#### [WHAT THE TASK ASKS]
Please quote the article below on JPMorgan's purchase of Bear Stearns in full, word for word.

#### [TEXT EXTRACT]
= = = = = = =

Did JPMorgan overpay?

Just what is JPMorgan Chase (JPM) getting in its $2-a-share purchase of Bear Stearns (BSC)? That question is bugging Roger Ehrenberg, the former Wall Street exec who writes the Information Arbitrage blog. Sure, JPMorgan gets a solid securities clearing business and a nice new midtown headquarters building for much less than they’re worth. But it also gets a balance sheet full of things that could blow up - which isn’t exactly what you want in a market that seems to grow sicker by the day.

“Sure, they get some plum assets,” he writes. “But that asset value could be wiped out in a nanosecond if some of those Tier III derivatives go to hell, [and] the mortgage book continues to erode as do all the other leveraged credits on their balance sheet.”

As a result, he says it will be a while before anyone can truly assess the deal with any accuracy. Bank of America’s (BAC) dealings with Countrywide (CFC) come to mind: Bank of America chief Ken Lewis was lionized back in August when he agreed to have his bank put $2 billion in Countrywide via a preferred stock purchase at the equivalent of $18 a share. Since then, Countrywide shares have lost more than three-quarters of their value, and the stock continues to slide even in the wake of Bank of America’s agreement in January to buy Countrywide for more than $7 a share. Countrywide recently fetched $4.50 a share - a 31% discount to the value of the merger, which Wall Street clearly believes is in jeopardy of falling apart.

With that in mind, Ehrenberg suggests canceling any parades for JPMorgan chief Jamie Dimon.”He is taking a calculated risk, a risk that JPM certainly can absorb in exchange for the prospects of a rich payoff,” Ehrenberg writes. “But before we go patting Mr. Dimon on the back let a little time go by. Because this deal might look a lot less like a bargain a few months from now.”

= = = = = = =

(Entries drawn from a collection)
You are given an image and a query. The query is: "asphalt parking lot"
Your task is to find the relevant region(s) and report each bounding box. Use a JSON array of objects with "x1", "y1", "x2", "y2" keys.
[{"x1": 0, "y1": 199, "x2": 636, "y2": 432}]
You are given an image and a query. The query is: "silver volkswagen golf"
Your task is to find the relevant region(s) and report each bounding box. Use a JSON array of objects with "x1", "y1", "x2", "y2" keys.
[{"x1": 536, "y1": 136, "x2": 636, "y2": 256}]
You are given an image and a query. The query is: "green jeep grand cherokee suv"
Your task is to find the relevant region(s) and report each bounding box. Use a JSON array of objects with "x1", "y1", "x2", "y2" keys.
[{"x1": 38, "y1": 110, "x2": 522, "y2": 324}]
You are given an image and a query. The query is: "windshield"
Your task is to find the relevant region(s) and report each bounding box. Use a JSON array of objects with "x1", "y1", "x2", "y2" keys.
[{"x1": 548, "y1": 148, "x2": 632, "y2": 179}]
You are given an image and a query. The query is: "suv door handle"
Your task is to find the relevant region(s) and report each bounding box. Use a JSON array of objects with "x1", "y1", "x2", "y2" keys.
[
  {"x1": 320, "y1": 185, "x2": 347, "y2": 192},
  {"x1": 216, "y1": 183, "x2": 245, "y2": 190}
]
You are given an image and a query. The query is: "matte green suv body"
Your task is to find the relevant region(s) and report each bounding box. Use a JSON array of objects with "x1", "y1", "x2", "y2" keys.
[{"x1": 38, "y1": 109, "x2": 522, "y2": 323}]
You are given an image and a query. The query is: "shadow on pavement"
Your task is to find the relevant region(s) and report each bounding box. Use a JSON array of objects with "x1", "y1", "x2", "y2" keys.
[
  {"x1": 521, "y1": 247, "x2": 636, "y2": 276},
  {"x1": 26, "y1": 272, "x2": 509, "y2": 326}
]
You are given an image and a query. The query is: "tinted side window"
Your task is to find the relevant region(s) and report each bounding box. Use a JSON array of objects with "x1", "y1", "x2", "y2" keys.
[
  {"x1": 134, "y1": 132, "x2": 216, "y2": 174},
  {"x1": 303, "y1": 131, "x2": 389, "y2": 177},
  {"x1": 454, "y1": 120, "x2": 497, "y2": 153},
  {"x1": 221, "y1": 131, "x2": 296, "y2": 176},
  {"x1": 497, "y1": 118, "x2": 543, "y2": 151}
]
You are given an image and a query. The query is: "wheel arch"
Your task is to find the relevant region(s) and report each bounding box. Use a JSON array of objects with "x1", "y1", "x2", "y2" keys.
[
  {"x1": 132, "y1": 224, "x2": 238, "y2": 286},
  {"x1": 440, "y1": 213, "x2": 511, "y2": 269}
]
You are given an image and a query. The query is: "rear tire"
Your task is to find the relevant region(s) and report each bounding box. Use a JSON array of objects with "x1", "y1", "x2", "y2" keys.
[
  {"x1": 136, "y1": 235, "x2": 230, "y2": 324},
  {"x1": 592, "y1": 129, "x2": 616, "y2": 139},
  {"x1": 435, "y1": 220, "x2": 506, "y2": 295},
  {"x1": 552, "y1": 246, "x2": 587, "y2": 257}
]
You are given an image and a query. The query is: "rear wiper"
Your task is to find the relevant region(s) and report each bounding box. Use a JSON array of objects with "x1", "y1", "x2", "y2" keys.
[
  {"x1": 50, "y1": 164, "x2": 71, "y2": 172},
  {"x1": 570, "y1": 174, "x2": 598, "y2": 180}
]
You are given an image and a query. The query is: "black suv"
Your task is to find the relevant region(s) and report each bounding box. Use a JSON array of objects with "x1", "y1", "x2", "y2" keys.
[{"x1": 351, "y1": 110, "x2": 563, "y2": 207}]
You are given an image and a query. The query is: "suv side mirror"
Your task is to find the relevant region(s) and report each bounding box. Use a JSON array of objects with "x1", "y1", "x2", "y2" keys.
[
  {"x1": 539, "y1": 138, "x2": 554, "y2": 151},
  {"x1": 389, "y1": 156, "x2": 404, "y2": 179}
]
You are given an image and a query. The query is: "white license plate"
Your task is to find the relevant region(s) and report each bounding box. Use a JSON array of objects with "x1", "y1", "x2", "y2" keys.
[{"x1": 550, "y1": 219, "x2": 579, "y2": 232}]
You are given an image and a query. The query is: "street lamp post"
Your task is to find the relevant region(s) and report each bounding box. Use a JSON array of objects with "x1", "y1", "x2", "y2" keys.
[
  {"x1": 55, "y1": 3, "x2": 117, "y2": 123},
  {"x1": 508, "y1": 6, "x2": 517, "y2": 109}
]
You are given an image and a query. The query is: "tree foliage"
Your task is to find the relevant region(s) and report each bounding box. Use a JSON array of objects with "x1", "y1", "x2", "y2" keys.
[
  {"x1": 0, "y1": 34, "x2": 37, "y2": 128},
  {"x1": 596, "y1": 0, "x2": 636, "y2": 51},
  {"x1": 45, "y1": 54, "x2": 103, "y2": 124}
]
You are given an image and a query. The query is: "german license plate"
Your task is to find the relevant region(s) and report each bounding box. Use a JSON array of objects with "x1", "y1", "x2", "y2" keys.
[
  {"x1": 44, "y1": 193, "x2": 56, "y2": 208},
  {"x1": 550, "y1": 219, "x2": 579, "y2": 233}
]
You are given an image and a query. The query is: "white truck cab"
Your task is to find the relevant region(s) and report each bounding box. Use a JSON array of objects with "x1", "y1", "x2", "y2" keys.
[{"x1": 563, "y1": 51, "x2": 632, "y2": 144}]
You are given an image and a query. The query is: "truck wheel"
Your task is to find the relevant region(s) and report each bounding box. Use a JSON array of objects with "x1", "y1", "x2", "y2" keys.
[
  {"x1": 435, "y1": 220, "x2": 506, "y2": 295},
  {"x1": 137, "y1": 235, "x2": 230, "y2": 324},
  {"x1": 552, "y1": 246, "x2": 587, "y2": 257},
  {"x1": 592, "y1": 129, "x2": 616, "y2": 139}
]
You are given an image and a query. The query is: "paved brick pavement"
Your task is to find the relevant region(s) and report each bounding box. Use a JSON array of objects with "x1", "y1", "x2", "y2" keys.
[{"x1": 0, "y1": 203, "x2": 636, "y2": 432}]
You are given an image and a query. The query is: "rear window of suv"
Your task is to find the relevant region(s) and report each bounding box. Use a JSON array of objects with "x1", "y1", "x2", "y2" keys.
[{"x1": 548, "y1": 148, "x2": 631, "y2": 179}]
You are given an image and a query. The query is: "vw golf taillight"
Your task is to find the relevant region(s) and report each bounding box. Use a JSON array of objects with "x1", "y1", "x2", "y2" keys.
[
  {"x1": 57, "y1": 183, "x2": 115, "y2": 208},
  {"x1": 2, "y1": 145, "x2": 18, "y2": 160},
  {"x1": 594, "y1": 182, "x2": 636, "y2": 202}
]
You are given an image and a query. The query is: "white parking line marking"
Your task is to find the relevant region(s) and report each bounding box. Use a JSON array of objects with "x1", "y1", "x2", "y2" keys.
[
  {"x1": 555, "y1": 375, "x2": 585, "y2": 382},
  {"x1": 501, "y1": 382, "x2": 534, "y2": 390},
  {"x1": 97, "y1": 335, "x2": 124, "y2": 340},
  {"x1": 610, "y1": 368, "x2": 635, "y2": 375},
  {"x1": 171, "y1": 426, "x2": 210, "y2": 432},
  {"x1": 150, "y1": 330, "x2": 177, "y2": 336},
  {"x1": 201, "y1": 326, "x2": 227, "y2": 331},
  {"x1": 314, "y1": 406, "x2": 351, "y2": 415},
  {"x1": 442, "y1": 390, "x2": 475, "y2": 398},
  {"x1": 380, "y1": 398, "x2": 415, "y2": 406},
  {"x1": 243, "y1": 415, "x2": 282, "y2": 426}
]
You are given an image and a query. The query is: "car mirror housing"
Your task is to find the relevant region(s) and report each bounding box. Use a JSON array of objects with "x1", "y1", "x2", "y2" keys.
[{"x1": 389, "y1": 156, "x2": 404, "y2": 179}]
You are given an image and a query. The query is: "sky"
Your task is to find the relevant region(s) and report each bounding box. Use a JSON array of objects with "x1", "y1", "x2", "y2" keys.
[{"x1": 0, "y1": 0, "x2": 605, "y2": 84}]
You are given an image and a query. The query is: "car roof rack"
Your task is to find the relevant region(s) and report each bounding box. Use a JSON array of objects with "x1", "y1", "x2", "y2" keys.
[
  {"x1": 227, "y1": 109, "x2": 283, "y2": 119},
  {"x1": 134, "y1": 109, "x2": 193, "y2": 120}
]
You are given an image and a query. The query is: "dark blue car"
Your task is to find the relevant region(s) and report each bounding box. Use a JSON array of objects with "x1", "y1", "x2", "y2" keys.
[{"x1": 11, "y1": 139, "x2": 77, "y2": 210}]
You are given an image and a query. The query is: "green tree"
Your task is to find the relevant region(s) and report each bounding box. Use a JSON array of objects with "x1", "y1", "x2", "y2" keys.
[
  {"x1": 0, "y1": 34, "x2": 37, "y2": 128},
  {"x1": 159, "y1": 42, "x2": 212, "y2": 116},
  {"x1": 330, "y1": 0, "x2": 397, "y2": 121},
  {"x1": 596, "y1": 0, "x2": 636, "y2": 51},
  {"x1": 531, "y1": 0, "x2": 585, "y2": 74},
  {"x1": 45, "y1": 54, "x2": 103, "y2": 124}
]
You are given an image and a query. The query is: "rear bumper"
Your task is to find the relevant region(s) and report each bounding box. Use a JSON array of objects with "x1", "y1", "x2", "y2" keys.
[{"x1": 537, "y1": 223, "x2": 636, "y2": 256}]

= = = = = = =

#### [SOLVED EXERCISE]
Did JPMorgan overpay?

Just what is JPMorgan Chase (JPM) getting in its $2-a-share purchase of Bear Stearns (BSC)? That question is bugging Roger Ehrenberg, the former Wall Street exec who writes the Information Arbitrage blog. Sure, JPMorgan gets a solid securities clearing business and a nice new midtown headquarters building for much less than they’re worth. But it also gets a balance sheet full of things that could blow up - which isn’t exactly what you want in a market that seems to grow sicker by the day.

“Sure, they get some plum assets,” he writes. “But that asset value could be wiped out in a nanosecond if some of those Tier III derivatives go to hell, [and] the mortgage book continues to erode as do all the other leveraged credits on their balance sheet.”

As a result, he says it will be a while before anyone can truly assess the deal with any accuracy. Bank of America’s (BAC) dealings with Countrywide (CFC) come to mind: Bank of America chief Ken Lewis was lionized back in August when he agreed to have his bank put $2 billion in Countrywide via a preferred stock purchase at the equivalent of $18 a share. Since then, Countrywide shares have lost more than three-quarters of their value, and the stock continues to slide even in the wake of Bank of America’s agreement in January to buy Countrywide for more than $7 a share. Countrywide recently fetched $4.50 a share - a 31% discount to the value of the merger, which Wall Street clearly believes is in jeopardy of falling apart.

With that in mind, Ehrenberg suggests canceling any parades for JPMorgan chief Jamie Dimon.”He is taking a calculated risk, a risk that JPM certainly can absorb in exchange for the prospects of a rich payoff,” Ehrenberg writes. “But before we go patting Mr. Dimon on the back let a little time go by. Because this deal might look a lot less like a bargain a few months from now.”